Gegeven stuk
______
Vleeskuikenhouder Thijs van Ass uit het Limburgse Ysselsteyn verwarmt zijn zes stallen, met daarin in totaal 235.000 kuikens, grotendeels met twee houtsnipperkachels. In 2013 ging hij over op een bioverbrandingskachel van 1 megawatt en een andere van 500 kilowatt. Hij gebruikt nog wel 400 kilowatt aan gas. Iedere week worden er bij Van Ass twee vrachtwagens met in totaal 180 kubieke meter houtsnippers geleverd. De snippers slaat hij op in een bunker tussen twee van zijn stallen, waardoor het hout droog blijft.
Financieel aantrekkelijk „We zijn destijds overgestapt, omdat we zagen dat het gas duurder werd", zegt Van Ass. „Ik kan moeilijk een schatting maken hoeveel goedkoper deze nieuwe manier van stoken is, maar het scheelt wel degelijk. Hout is wel redelijk duur, maar we hebben subsidie ontvangen voor de aanschaf, wat het voor ons voordelig heeft gemaakt.”
Toch is de brandstof zelf een stuk goedkoper dan gas, zegt Jan Pijnenburg, adviseur intensief bij DLV Adies. „Het wordt vooral aantrekkelijker naarmate je meer brandstof verbruikt, omdat er nogal wat vaste kosten mee gemoeid zijn.”
Snippers of pellets
Van Ass heeft gekozen voor een houtsnipperkachel, in plaats van een pelletkachel. Het grootste verschil zit in de prijs van het hout. Snippers zijn een stuk goedkoper, maar de aanschaf van een snipperkachel is duurder dan die van een pelletkachel. Daarnaast is het invoeren van snippers, volgens Pijnenburg, een stuk complexer dan het invoeren van korrels.Verder heeft een snipperkachel een hogere capaciteit nodig om hetzelfde vermogen te leveren als een pelletkachel. Van Ass merkt dat de prijs van de houtsnippers de laatste tijd oploopt. „Ikzelf heb niet per se het idee dat het komt door een groeiende vraag, maar meer doordat grote energiemaatschappijen veel opkopen voor de zogenoemde 'groene energie'.”
Volgens Jan Pijnenburg valt het oplopen van de prijs reuze mee. „Het zijn vooral de mensen die niet zijn overgestapt op de houtkachels die dat zeggen.”
Onderhoud
Vaak wordt gezegd dat het onderhoud van een houtsnipperkachel of een houtpelletkachel veel tijd in beslag neemt, maar dat spreekt Van Ass tegen. „Aan het einde van een ronde maken we de kachels schoon. Dat kost een paar uurtjes. Het valt enorm mee.”
Wel is het zo dat het systeem gevoelig is voor storingen. „Als er bijvoorbeeld vuil in de snippers zit, kan een vijzel vast raken. Dan moet je er wel direct iets aan doen. Dat kun je als boer in principe gewoon zelf.”
______
Hoeveel kubieke meter houtsnippers krijgt Van Ass elke week geleverd, volgens het stuk over houtsnipperkachels? De rijen hierna hebben niets te maken met het stuk over houtsnipperkachels.

Rijen voor positiebepaling
______
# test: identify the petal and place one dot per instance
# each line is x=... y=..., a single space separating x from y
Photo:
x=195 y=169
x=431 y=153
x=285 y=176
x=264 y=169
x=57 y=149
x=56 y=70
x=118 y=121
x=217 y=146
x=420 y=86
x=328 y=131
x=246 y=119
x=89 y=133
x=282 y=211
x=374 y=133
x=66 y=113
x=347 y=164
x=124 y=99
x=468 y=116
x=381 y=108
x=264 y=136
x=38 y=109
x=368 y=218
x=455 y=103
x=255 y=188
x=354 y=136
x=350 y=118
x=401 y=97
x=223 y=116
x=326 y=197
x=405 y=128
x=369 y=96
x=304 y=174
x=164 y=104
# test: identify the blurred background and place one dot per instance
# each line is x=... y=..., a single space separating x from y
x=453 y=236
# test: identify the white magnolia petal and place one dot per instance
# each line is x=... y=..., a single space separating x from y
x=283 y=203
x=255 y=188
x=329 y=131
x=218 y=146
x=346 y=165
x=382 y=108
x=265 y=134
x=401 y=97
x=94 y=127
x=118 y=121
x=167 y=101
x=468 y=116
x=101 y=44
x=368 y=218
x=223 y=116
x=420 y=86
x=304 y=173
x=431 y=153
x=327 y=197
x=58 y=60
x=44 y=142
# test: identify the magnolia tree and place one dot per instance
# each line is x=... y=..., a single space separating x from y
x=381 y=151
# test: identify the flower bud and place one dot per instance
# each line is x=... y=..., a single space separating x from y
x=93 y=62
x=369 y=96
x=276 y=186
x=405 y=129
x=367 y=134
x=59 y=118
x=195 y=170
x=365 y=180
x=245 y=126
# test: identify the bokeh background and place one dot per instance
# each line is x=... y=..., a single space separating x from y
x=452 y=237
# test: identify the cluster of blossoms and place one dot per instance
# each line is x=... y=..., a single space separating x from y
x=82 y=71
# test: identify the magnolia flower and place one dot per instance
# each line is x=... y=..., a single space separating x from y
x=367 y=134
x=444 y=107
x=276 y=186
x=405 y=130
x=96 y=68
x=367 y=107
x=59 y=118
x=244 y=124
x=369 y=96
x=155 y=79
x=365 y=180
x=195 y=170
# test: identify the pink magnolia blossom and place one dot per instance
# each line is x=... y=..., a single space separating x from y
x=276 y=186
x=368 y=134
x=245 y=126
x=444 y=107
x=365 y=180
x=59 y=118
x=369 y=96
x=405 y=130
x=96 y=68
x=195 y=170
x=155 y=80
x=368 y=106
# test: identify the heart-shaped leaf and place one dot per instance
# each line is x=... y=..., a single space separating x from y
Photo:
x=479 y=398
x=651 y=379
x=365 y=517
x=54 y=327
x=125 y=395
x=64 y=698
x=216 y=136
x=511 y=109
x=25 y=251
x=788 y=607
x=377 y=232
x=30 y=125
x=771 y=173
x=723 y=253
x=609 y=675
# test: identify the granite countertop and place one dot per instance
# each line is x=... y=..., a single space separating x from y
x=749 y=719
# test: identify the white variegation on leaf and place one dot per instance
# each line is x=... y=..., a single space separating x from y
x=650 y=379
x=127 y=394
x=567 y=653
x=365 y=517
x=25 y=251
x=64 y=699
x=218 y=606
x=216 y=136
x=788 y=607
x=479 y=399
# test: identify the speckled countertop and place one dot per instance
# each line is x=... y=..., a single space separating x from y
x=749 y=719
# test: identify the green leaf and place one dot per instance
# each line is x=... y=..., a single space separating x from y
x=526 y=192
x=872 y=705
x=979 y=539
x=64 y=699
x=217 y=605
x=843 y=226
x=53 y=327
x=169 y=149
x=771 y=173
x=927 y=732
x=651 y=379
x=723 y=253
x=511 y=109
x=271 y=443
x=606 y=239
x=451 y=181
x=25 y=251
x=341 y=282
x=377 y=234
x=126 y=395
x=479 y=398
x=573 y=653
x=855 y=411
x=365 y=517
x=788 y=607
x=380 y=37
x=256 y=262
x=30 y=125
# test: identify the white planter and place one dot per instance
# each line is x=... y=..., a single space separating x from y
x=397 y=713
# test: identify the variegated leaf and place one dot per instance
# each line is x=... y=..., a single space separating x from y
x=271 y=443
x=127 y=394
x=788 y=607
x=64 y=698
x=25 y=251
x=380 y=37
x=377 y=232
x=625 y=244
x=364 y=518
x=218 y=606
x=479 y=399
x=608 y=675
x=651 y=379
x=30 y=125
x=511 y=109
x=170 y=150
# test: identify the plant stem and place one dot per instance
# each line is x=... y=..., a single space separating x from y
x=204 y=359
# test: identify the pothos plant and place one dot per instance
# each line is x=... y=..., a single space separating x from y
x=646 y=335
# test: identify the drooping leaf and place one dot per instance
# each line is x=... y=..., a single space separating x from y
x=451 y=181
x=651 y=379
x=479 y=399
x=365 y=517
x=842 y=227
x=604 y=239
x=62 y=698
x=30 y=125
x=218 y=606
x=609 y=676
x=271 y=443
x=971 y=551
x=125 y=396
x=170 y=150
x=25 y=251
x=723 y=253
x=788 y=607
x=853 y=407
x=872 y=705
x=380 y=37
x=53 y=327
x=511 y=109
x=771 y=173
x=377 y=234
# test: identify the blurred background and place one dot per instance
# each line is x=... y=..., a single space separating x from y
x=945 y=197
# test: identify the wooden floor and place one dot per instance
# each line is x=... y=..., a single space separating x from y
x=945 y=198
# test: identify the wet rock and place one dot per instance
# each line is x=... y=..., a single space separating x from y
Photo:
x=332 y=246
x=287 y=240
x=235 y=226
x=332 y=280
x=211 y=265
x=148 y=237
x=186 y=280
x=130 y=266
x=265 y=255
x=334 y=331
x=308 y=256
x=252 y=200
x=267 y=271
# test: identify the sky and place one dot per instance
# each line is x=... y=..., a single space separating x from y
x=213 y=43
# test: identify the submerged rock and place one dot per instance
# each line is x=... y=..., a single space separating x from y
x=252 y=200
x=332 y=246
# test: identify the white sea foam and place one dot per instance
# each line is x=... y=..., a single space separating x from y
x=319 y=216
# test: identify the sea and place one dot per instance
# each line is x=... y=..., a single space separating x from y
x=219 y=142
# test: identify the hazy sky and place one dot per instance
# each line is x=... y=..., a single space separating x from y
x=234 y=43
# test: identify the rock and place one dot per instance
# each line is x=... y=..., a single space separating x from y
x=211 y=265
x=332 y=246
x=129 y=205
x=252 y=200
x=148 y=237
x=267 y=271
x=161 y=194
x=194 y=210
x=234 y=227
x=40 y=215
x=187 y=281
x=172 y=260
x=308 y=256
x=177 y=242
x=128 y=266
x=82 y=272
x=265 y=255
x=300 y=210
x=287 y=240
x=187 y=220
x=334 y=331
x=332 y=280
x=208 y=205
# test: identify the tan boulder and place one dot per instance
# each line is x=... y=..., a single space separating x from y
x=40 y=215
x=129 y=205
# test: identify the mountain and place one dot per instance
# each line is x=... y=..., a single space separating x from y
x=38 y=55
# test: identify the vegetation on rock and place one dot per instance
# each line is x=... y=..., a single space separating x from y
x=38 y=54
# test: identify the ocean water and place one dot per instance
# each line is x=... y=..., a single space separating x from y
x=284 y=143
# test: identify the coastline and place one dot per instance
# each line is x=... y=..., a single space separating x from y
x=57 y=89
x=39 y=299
______
Uitgevoerde opdracht
180 kubieke meter, met twee vrachtwagens.